— BEGIN Input for this task —

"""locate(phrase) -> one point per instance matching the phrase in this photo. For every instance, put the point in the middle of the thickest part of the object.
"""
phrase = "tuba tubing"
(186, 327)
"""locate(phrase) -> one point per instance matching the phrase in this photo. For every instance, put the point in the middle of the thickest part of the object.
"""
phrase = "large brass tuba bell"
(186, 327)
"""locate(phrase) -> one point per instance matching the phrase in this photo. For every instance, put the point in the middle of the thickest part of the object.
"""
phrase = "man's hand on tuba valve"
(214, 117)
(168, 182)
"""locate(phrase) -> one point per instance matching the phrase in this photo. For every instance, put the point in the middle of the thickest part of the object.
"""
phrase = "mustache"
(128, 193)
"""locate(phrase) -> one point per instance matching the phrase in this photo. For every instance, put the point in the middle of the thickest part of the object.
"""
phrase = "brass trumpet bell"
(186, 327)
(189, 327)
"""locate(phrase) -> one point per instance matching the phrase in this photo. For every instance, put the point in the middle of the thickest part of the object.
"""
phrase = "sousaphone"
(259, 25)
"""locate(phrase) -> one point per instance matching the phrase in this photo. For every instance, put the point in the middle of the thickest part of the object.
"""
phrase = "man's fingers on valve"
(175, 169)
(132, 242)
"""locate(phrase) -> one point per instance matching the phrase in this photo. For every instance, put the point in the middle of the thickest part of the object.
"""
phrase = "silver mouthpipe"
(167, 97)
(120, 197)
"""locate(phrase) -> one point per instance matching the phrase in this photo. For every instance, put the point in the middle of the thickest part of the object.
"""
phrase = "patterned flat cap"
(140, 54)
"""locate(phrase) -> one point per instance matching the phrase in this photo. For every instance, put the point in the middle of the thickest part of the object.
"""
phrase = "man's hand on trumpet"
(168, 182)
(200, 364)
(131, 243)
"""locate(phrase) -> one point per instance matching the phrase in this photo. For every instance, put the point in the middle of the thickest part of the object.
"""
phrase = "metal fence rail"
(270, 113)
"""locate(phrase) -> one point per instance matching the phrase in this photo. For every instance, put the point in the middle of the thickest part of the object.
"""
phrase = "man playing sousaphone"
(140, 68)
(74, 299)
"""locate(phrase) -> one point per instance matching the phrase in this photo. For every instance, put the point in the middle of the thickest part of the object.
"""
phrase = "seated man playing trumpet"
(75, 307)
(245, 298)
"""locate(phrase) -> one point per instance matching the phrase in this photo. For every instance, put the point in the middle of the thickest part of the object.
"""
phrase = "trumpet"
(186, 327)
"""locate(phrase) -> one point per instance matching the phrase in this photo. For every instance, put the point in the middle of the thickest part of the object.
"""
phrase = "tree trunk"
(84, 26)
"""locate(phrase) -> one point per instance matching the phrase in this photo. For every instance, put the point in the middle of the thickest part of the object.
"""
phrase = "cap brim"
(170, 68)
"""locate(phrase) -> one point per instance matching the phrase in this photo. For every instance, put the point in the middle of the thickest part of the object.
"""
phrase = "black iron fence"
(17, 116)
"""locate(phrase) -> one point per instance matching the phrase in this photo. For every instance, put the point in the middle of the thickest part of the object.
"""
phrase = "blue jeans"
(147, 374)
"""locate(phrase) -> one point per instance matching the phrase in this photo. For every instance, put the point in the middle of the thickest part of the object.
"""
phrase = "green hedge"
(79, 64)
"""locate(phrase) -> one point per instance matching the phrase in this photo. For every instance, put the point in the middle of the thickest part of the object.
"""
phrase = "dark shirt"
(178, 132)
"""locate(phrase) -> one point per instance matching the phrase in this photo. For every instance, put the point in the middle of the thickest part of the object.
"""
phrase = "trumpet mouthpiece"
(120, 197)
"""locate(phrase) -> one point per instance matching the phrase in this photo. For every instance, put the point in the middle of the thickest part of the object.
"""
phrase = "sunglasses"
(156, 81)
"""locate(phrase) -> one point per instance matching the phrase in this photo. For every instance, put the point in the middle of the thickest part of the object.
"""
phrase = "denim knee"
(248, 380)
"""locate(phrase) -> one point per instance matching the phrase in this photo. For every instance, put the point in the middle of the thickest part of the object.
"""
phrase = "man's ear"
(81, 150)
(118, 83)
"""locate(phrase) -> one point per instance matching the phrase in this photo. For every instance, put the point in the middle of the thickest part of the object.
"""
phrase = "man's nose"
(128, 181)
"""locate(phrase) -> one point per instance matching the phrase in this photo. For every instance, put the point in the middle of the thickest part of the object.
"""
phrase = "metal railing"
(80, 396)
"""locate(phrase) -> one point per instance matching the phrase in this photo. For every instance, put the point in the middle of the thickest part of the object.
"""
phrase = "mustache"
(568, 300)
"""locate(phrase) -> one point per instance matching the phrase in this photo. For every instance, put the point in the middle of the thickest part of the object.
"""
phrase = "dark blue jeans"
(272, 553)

— END Input for this task —

▶ _Exercise_
Print the material once more, exactly.

▶ _Correct answer_
"""locate(phrase) -> one point per instance matching the phrase in this photo. For every instance, put the point in the middle of the thickest part of the object.
"""
phrase = "tuba tubing"
(186, 327)
"""locate(phrase) -> one point per instance matching the phrase in this photo. For every instance, put the point in the middle of the thickest part of the object.
"""
phrase = "large brass tuba bell"
(186, 327)
"""locate(phrase) -> one point per instance matching the phrase in this photo. For every instance, put the point in the middle of the thickest part of the object.
"""
phrase = "man's hand on tuba valve"
(214, 117)
(168, 182)
"""locate(phrase) -> one point per instance matching the phrase in this photo. For every instance, put the point in the middle of the thickest part of the object.
"""
phrase = "mustache"
(128, 193)
"""locate(phrase) -> one point per instance matching the phrase in this photo. For every instance, put the point in the middle of the thickest part of the object.
"""
phrase = "brass trumpet bell"
(186, 327)
(189, 327)
"""locate(phrase) -> one point per instance matching the phrase in this photo. For every instance, put the point in the middle of the thickest part of the object.
"""
phrase = "sousaphone"
(259, 25)
"""locate(phrase) -> one point per instance matching the phrase in this photo. For every instance, put the point in the middle of the thickest part of the object.
"""
phrase = "man's fingers on valve"
(175, 169)
(132, 242)
"""locate(phrase) -> one point per instance matching the phrase in this photo. For every instance, put the point in the middle of the thickest part of the object.
"""
phrase = "silver mouthpipe"
(167, 97)
(120, 197)
"""locate(phrase) -> one point per instance matching the phrase in this photo. For every instance, put the point in the middle of the thickest part of the object.
"""
phrase = "patterned flat cap"
(140, 54)
"""locate(phrase) -> one point per instance matching the phrase in this photo. For every instance, put the point in the middle of the thickest part of the object.
"""
phrase = "man's hand on trumpet"
(168, 182)
(200, 364)
(131, 243)
"""locate(phrase) -> one point per instance matching the phrase in this photo. For every instance, put the point in the middle of the thickest part of the object.
"""
phrase = "metal fence rail"
(270, 113)
"""locate(phrase) -> one point per instance matching the phrase in this photo. For every instance, put the point in the middle of the thickest part of the object.
"""
phrase = "man playing sousaphone"
(140, 68)
(74, 299)
"""locate(phrase) -> one point per instance matching the phrase in this photo. For every instance, put the point in the middle of the thickest part of the object.
"""
phrase = "seated man playing trumpet"
(75, 307)
(245, 298)
"""locate(phrase) -> one point per instance matching the phrase in this photo. For every instance, put the point in the middle of the thickest part of the object.
"""
phrase = "trumpet"
(186, 327)
"""locate(phrase) -> one point per instance matching the phrase in this photo. For every instance, put the point in the middle of the thickest part of the object.
"""
phrase = "tree trunk"
(84, 26)
"""locate(phrase) -> one point per instance matching the phrase in this photo. For every instance, put the point in the middle of the thickest part of the object.
"""
phrase = "cap brim"
(170, 68)
"""locate(phrase) -> one point per instance matching the phrase in this photo. For every instance, put the point in the middle of the thickest part of the object.
"""
phrase = "black iron fence"
(17, 116)
"""locate(phrase) -> one point per instance matching the phrase in this photo. For every instance, put the point in the middle of the thickest part of the object.
"""
phrase = "blue jeans"
(147, 374)
"""locate(phrase) -> one point per instance matching the phrase in this photo. For every instance, put the point in the middle of the thickest part of the object.
"""
phrase = "green hedge"
(79, 64)
"""locate(phrase) -> one point per instance matching the phrase in this photo. For every instance, put the point in the middle of the thickest part of the object.
"""
phrase = "dark shirt"
(178, 132)
"""locate(phrase) -> one point per instance matching the phrase in this photo. For every instance, put the point in the middle of the thickest part of the object.
"""
phrase = "trumpet mouthpiece"
(120, 197)
"""locate(phrase) -> one point per instance matching the phrase in this photo. For every instance, put the point in the middle of the thickest part of the object.
"""
phrase = "sunglasses"
(156, 81)
"""locate(phrase) -> one point per instance matching the phrase in this photo. For every instance, put the point in the middle of the thickest part of the object.
"""
phrase = "denim knee"
(248, 380)
"""locate(phrase) -> one point per instance matching the phrase in this photo. For every instance, put the point in the middle of the thickest part of the object.
"""
phrase = "man's ear"
(81, 150)
(118, 83)
"""locate(phrase) -> one point per instance matching the phrase in this photo. For every instance, put the point in the middle of the thickest part of the object.
"""
phrase = "man's nose"
(128, 181)
"""locate(phrase) -> one point per instance matching the phrase in this photo. For every instance, put the point in the middle of the thickest part of the object.
"""
phrase = "metal railing"
(80, 396)
"""locate(phrase) -> one point per instance matching the phrase in this photo. For every instance, put the point in the middle of the thickest part of the object.
"""
phrase = "mustache"
(568, 300)
"""locate(phrase) -> one point per instance matching the phrase in this photo. For every instance, put the point in the middle of the thickest part of the object.
"""
phrase = "dark blue jeans"
(272, 553)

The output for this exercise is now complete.